TASK INPUTS:
▼▼▼

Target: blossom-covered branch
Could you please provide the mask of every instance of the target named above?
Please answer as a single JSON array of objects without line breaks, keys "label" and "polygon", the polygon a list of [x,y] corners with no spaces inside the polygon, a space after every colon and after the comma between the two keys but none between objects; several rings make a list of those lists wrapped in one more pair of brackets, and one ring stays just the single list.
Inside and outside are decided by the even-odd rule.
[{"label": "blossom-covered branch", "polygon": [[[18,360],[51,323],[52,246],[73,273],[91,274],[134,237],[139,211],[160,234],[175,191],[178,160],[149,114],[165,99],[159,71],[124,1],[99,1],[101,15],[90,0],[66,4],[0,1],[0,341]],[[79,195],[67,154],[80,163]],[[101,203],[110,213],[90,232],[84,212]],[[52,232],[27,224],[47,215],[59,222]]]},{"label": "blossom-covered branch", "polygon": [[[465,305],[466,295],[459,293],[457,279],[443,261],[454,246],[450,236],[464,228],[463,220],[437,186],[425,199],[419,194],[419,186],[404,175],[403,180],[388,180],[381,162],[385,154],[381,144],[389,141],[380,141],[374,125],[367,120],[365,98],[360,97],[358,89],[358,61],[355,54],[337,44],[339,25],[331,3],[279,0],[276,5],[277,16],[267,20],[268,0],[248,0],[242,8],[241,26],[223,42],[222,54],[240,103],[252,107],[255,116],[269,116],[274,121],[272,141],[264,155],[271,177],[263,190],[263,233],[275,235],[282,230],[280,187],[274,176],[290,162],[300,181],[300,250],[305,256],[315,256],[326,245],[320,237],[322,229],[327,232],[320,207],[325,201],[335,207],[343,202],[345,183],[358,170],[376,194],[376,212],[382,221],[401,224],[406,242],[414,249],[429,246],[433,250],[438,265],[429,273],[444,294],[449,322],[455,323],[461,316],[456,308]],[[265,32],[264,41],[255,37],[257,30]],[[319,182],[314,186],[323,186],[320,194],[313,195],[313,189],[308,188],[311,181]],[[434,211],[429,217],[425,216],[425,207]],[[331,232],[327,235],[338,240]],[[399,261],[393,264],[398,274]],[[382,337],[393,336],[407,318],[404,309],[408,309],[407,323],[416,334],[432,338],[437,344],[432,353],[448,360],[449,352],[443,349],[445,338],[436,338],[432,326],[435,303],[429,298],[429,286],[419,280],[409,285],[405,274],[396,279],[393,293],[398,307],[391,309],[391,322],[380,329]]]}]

▲▲▲

YOUR GOAL: Return each line of the data exactly as written above.

COMPLETED EXERCISE:
Target: blossom-covered branch
Could you please provide the mask of every instance of the target named above?
Please answer as a single JSON array of objects without line breaks, keys "label" and "polygon", the polygon a list of [x,y] corners with no spaces inside the polygon, a space after every colon and after the comma between the two keys but none between objects; several rings make a list of those lists wrapped in one more pair of brackets, and one ring stays just the single list.
Inside and outside are decided by the even-odd rule.
[{"label": "blossom-covered branch", "polygon": [[[18,360],[51,323],[52,246],[73,273],[91,274],[134,237],[139,211],[160,234],[175,191],[178,160],[149,114],[165,99],[159,71],[124,1],[99,1],[101,15],[90,0],[66,4],[0,1],[0,341]],[[79,195],[67,154],[80,163]],[[101,203],[110,213],[90,232],[84,212]],[[52,232],[27,224],[47,215],[59,222]]]},{"label": "blossom-covered branch", "polygon": [[[465,305],[466,295],[459,293],[457,279],[443,261],[454,246],[450,236],[464,228],[463,220],[437,186],[425,199],[419,194],[419,186],[404,175],[403,180],[388,180],[381,162],[385,154],[381,144],[389,141],[380,141],[374,125],[367,120],[365,98],[360,97],[358,89],[358,61],[355,54],[337,44],[339,25],[331,3],[279,0],[276,5],[277,16],[267,20],[268,0],[248,0],[242,8],[241,26],[223,42],[222,54],[240,103],[252,107],[255,116],[269,116],[274,121],[272,141],[264,155],[271,177],[263,190],[263,233],[275,235],[282,230],[280,187],[274,176],[290,162],[300,181],[300,250],[305,256],[315,256],[326,245],[320,237],[322,229],[327,232],[320,207],[325,201],[335,207],[343,202],[345,183],[358,170],[376,194],[376,212],[382,221],[401,224],[406,242],[414,249],[429,246],[433,250],[438,265],[429,273],[444,294],[449,322],[455,323],[461,316],[456,308]],[[265,32],[264,41],[255,37],[257,30]],[[319,182],[314,186],[323,186],[320,194],[313,195],[313,189],[308,188],[311,181]],[[434,211],[429,217],[425,216],[425,207]],[[331,232],[327,235],[338,240]],[[399,261],[393,264],[398,274]],[[382,337],[393,336],[407,318],[404,309],[408,309],[407,323],[416,334],[432,338],[437,344],[432,353],[448,360],[449,352],[443,349],[445,338],[436,338],[432,326],[435,303],[429,298],[429,286],[419,280],[409,285],[405,274],[396,279],[393,293],[398,307],[391,309],[391,322],[380,329]]]}]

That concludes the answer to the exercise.